### EXERCISE REQUIREMENTS
Print the lines below verbatim, from the line containing "the pointed arch" through the line containing "[[214, 196], [377, 107], [377, 186], [46, 200]]", with both of those lines included.

### DATASET EXTRACT
★ ★ ★ ★ ★ ★ ★

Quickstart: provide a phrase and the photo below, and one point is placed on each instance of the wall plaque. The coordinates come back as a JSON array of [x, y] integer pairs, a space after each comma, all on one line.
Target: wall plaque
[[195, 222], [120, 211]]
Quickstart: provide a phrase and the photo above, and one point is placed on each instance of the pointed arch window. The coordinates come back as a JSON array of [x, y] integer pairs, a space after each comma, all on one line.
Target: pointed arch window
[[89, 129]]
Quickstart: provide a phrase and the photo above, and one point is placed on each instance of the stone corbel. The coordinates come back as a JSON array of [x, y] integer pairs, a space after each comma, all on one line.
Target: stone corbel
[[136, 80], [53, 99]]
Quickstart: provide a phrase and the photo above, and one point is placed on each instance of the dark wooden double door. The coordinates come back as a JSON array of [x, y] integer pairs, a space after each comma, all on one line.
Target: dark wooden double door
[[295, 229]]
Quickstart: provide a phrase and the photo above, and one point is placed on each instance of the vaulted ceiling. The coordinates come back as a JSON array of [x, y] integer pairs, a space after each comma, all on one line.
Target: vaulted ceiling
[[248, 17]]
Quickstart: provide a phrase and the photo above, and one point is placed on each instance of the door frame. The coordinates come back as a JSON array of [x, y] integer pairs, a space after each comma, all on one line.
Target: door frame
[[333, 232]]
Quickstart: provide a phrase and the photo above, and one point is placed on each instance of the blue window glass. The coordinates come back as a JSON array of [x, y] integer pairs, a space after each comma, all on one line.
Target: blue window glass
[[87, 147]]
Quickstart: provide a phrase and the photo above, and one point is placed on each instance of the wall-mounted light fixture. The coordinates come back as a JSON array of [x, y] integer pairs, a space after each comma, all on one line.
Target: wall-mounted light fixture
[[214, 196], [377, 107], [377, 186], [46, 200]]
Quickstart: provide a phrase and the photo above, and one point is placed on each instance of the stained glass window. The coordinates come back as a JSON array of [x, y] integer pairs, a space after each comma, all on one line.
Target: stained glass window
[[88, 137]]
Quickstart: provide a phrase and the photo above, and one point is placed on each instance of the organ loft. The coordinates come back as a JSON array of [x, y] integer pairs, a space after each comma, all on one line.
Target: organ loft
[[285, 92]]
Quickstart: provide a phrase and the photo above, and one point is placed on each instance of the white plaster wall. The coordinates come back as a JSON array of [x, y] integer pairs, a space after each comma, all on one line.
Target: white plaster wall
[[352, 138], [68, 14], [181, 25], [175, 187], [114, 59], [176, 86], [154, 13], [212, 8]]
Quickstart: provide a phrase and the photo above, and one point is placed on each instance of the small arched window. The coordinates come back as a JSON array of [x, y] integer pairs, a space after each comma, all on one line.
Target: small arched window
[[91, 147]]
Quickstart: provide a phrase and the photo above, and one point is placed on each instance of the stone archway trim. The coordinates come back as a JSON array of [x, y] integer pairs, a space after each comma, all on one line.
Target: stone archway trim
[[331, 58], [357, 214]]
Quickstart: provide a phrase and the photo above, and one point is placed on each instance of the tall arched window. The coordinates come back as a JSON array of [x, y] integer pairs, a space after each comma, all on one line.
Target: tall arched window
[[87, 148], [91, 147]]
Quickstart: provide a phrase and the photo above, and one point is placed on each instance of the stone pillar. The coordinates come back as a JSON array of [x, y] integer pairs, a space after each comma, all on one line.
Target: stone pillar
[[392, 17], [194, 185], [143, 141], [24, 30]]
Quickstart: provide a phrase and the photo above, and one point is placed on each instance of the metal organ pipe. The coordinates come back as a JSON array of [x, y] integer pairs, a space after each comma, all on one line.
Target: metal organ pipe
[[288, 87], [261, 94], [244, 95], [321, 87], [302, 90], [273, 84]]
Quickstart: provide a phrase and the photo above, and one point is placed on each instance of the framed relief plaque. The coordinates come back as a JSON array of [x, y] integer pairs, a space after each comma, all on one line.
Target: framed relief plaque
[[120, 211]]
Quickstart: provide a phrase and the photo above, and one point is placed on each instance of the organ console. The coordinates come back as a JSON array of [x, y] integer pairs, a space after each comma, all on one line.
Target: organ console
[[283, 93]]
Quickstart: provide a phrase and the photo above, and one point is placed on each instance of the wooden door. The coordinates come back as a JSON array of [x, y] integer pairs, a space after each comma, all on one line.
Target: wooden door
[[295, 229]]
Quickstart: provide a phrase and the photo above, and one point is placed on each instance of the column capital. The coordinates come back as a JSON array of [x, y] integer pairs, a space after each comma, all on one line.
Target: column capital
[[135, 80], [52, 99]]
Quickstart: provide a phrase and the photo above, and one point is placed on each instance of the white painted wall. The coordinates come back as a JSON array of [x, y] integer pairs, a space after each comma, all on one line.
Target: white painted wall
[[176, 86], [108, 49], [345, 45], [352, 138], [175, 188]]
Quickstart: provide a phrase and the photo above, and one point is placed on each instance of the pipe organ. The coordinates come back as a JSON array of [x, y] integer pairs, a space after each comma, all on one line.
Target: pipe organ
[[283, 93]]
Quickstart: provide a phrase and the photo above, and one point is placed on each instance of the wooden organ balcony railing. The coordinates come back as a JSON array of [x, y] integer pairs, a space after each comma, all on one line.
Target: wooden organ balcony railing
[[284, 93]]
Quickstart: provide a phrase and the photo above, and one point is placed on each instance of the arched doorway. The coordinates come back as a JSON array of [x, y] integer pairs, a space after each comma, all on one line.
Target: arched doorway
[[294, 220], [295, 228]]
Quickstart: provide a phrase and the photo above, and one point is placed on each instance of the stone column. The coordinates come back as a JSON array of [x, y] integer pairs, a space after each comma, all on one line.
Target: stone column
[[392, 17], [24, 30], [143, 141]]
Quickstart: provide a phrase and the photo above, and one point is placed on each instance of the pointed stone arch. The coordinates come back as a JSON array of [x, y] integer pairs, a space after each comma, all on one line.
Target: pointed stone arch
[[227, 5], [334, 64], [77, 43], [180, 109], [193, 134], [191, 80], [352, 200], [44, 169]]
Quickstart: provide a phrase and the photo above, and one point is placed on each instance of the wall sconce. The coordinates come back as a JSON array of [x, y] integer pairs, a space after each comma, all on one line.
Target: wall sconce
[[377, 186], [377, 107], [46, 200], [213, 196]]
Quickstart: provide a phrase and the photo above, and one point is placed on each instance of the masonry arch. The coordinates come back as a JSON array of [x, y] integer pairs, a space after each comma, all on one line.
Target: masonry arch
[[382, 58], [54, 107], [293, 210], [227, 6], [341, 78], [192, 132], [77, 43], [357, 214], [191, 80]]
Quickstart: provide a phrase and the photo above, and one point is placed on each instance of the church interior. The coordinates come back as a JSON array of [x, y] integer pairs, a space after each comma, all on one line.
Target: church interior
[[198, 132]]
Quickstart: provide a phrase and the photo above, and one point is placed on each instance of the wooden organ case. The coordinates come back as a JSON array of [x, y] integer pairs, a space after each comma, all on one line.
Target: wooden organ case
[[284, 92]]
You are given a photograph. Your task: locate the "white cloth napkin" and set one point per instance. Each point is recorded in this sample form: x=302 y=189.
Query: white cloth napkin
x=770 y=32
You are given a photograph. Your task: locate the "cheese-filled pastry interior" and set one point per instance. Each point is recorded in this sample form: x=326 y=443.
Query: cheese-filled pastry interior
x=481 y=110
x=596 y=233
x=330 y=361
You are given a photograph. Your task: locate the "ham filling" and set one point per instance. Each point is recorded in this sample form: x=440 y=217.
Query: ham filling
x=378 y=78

★ ★ ★ ★ ★ ★ ★

### EXERCISE SOLUTION
Quickstart: provide a phrase and the photo above, and one point is placed on each instance of the pointed arch window. The coordinates come back as a JSON array of [x, y] integer pairs, a space after each comma, all on one line.
Target: pointed arch window
[[89, 129]]
Quickstart: provide a phrase and the photo above, and one point is placed on each instance of the stone corbel. The coordinates come back as a JSON array of [x, y] integer pairs, a space after each comma, all on one line.
Target: stone corbel
[[136, 80], [53, 99]]
Quickstart: provide a phrase and the photo above, and one point is placed on each instance of the dark wooden double door. The coordinates come back as a JSON array of [x, y] integer pairs, a space after each comma, all on one line.
Target: dark wooden double door
[[295, 229]]
Quickstart: provide a phrase and the photo above, and one point is placed on each instance of the vaulted ceiling. The coordinates come back as a JSON array of [x, y] integer pairs, a space after each comma, all on one line.
Target: vaulted ceiling
[[248, 17]]
Quickstart: provide a phrase and the photo above, and one point is placed on each instance of the door frame. The coordinates come back as a JSON array of [x, y] integer pairs, a space after each comma, all on one line.
Target: door frame
[[333, 232]]
Quickstart: provide a phrase and the photo above, and one point is placed on each instance of the blue window glass. The coordinates come back as a JSON array of [x, y] integer pairs, a space after each comma, all on one line.
Target: blue window glass
[[87, 147]]
Quickstart: provide a phrase and the photo above, and one point is placed on each instance of the wall-mounted light fixture. The coordinates come back as a JSON array of [x, y] integer pairs, a space after each comma, all on one line.
Target: wall-mounted light fixture
[[214, 196], [377, 107], [377, 186], [46, 200]]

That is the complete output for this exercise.